What to do: Return each line of the records below that contains the word "plastic".

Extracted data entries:
==========
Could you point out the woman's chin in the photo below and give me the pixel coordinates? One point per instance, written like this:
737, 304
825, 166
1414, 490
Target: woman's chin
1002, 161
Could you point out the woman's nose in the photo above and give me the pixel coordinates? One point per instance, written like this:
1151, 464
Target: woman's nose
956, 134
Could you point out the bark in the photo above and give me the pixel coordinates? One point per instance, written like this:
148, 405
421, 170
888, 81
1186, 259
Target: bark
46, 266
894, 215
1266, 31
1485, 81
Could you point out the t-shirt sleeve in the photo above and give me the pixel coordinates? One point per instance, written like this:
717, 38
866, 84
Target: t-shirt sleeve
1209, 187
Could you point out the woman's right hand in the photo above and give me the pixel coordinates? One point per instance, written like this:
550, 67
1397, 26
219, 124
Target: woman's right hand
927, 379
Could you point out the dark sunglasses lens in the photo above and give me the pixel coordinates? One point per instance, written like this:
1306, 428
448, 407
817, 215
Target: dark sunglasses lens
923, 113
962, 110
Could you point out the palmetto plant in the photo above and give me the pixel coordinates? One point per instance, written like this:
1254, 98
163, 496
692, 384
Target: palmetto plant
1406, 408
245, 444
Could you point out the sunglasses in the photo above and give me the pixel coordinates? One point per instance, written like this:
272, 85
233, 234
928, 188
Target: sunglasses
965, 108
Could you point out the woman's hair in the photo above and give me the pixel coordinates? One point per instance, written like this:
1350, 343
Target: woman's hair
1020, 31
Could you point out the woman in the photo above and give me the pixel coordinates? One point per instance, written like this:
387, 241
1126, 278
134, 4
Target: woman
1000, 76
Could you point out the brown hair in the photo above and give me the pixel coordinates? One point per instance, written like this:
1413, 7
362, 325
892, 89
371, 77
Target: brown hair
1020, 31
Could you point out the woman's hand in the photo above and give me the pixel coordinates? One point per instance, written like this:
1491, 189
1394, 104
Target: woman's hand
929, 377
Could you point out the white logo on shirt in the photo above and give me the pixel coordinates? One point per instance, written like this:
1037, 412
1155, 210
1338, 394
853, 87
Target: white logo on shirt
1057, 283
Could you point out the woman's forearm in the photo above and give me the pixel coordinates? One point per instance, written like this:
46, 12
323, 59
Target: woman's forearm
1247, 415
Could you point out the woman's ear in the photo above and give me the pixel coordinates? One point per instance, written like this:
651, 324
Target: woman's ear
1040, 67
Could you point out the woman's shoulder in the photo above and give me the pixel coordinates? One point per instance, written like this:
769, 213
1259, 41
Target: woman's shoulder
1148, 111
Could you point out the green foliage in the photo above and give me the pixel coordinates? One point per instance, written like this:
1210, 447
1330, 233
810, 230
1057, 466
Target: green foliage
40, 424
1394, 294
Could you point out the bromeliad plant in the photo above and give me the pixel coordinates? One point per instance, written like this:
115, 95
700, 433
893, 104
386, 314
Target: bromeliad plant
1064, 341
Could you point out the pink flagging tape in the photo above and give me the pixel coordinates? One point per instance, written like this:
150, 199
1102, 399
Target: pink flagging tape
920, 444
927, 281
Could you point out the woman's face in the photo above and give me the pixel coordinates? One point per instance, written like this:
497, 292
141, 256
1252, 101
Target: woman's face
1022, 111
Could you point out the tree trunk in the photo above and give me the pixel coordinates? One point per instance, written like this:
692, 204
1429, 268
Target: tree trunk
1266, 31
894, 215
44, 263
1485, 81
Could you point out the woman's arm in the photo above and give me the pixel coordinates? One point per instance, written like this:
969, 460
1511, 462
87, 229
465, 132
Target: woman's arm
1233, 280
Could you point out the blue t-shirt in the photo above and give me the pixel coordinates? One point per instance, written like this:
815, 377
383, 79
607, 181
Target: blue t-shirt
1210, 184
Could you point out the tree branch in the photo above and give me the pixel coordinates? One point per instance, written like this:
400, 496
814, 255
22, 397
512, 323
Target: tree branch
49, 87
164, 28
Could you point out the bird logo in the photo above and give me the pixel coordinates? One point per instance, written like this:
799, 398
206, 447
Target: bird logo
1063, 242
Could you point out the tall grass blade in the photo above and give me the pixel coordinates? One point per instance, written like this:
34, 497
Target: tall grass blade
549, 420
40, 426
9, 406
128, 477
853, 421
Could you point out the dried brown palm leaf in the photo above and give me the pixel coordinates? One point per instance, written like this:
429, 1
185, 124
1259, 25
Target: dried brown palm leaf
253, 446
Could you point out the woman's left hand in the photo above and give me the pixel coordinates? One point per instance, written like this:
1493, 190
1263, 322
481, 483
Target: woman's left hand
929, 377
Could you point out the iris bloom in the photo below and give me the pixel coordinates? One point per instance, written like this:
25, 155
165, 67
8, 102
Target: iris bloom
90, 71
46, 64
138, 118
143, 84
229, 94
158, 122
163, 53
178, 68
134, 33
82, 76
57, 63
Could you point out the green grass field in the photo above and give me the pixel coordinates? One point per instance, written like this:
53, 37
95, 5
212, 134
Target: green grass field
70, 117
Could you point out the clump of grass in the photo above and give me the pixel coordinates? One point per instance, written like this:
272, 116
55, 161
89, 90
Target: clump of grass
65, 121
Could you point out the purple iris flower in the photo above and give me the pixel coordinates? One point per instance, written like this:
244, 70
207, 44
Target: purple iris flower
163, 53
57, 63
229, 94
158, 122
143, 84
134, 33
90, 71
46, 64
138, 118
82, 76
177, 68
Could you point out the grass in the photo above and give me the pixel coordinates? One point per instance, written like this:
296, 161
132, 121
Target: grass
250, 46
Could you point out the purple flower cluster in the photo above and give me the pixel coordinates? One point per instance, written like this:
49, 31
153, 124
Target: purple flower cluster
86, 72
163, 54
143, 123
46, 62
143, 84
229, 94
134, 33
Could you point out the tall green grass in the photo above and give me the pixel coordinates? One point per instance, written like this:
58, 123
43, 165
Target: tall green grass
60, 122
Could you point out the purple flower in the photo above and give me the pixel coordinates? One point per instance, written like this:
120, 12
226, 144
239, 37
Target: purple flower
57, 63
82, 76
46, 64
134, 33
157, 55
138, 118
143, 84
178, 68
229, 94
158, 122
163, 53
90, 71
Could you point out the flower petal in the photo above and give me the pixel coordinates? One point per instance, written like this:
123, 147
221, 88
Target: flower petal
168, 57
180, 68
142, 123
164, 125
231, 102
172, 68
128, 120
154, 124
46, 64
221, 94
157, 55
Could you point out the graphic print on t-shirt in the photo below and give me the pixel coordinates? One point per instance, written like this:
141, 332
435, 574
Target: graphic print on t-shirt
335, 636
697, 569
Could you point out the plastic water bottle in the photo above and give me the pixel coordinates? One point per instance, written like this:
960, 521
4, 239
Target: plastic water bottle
==========
Answer:
Could you point out the plastic water bottle in the photo above and give me the pixel coordinates? One point per instance, written like this:
Target: plastic water bottle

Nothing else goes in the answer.